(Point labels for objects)
_ _ _ _

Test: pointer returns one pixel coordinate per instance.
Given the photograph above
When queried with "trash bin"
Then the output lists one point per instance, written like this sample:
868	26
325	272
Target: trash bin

_ _ _ _

Set down every line of the material above again, character for character.

**SOLUTION FOR THIS EXERCISE**
Test: pointer returns one pixel coordinate per instance.
Given the photograph above
When queried with "trash bin"
Then the output lists one point per instance, written like this sample:
868	26
325	272
Target: trash bin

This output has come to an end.